#### Reading text:

***

By David Milliken and Andy Bruce
LONDON (Reuters) – The Bank of England held off from further stimulus measures on Thursday but said it was ready to take more action to counter the country’s biggest economic slump in over 300 years, caused by the coronavirus lockdown.
In what it called an ‘illustrative scenario’, the BoE said it saw a plunge of 14% in Britain’s economy in 2020 followed by 15% bounce-back in 2021.
Such a scenario would require very significant monetary and fiscal stimulus, it said.
The BoE kept its benchmark interest rate at an all-time low of 0.1% and left its target for bond-buying, most of it British government debt, at 645 billion pounds ($797 billion).
Two of its nine policymakers – Michael Saunders and Jonathan Haskel – voted to increase its bond-buying firepower by 100 billion pounds.
“However the economic outlook evolves, the Bank will act as necessary to deliver the monetary and financial stability that are essential for long-term prosperity and meet the needs of the people of this country,” Governor Andrew Bailey said.
“This is our total and unwavering commitment.”
He said the BoE expected “the recovery of the economy to happen over time, though much more rapidly than the pull-back from the global financial crisis.”
The illustrative scenario was based on the government gradually lifting its coronavirus lockdown, that has shuttered swathes of the economy, between June and September.
Both decisions announced on Thursday were in line the forecasts of most economists in a Reuters poll.
Many economists expect the BoE to increase its asset purchase programme in June, before the extra 200 billion pounds it gave itself in March is exhausted by the furious pace of its buying of British government debt.
The government has already rushed out spending and tax measures worth about 100 billion pounds to try to counter the effect of its coronavirus lockdown.
RISKS OF BIGGER HIT
The BoE said it expected a 25% plunge in British gross domestic product in the April-June period with the unemployment rate more than doubling to 9%. Inflation was likely to fall below 1% in the next few months, half the BoE’s target.
However, the BoE also said the recent economic data suggested demand had stabilised, albeit at very low levels.
Sterling rose after the central bank’s announcement, initially gaining as much as half a cent against the U.S. dollar. British government bonds prices were little changed.
Last week, the U.S. Federal Reserve restated a pledge to keep interest rates low and continue offering trillions of dollars in credit as long as the economy needs it, and the European Central Bank kept the door open to further stimulus.
Minutes of this week’s discussions at the BoE showed policymakers thought there were risks that the illustrative scenario could prove too optimistic because people might remain cautious about resuming their normal lives after the lockdown.
Workers might be worried about their jobs and companies might also be more risk averse.
“The financial system was, however, in a much better position to support households and businesses through this period compared with the global financial crisis,” the minutes said.
A separate BoE report published on Thursday said an emergency “desk top” stress test showed that top banks and building societies could keep lending.

***

#### Your instructions:
Output the passage of the Bank of England article between "The government has" and "were little changed.", inclusive, copying it word for word.

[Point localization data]
***

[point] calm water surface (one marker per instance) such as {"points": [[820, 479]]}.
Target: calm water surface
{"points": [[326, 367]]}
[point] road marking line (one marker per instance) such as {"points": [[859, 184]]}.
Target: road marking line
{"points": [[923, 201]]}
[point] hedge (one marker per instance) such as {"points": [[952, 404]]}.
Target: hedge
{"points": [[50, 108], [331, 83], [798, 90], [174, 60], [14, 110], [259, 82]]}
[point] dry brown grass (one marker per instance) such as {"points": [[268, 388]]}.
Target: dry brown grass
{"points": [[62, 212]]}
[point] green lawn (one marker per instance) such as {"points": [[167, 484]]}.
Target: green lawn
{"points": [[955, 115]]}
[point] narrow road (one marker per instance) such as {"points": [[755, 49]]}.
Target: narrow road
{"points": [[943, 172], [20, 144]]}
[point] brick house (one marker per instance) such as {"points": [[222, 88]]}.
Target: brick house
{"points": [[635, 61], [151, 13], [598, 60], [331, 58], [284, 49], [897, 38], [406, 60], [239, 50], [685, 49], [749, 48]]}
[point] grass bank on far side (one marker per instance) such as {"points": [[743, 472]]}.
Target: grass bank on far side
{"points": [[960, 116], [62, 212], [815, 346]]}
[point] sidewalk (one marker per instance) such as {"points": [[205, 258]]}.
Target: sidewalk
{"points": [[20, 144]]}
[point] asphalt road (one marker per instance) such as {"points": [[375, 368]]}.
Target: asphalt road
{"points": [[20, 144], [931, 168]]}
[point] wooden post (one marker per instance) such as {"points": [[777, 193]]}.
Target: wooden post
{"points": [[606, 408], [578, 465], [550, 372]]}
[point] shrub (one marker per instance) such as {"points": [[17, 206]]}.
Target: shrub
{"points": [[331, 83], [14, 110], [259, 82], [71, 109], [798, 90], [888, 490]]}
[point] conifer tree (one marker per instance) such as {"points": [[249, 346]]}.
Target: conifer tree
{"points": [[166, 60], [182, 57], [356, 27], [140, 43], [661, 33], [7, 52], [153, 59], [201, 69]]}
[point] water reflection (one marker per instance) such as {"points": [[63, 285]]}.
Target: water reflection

***

#### Response area:
The government has already rushed out spending and tax measures worth about 100 billion pounds to try to counter the effect of its coronavirus lockdown.
RISKS OF BIGGER HIT
The BoE said it expected a 25% plunge in British gross domestic product in the April-June period with the unemployment rate more than doubling to 9%. Inflation was likely to fall below 1% in the next few months, half the BoE’s target.
However, the BoE also said the recent economic data suggested demand had stabilised, albeit at very low levels.
Sterling rose after the central bank’s announcement, initially gaining as much as half a cent against the U.S. dollar. British government bonds prices were little changed.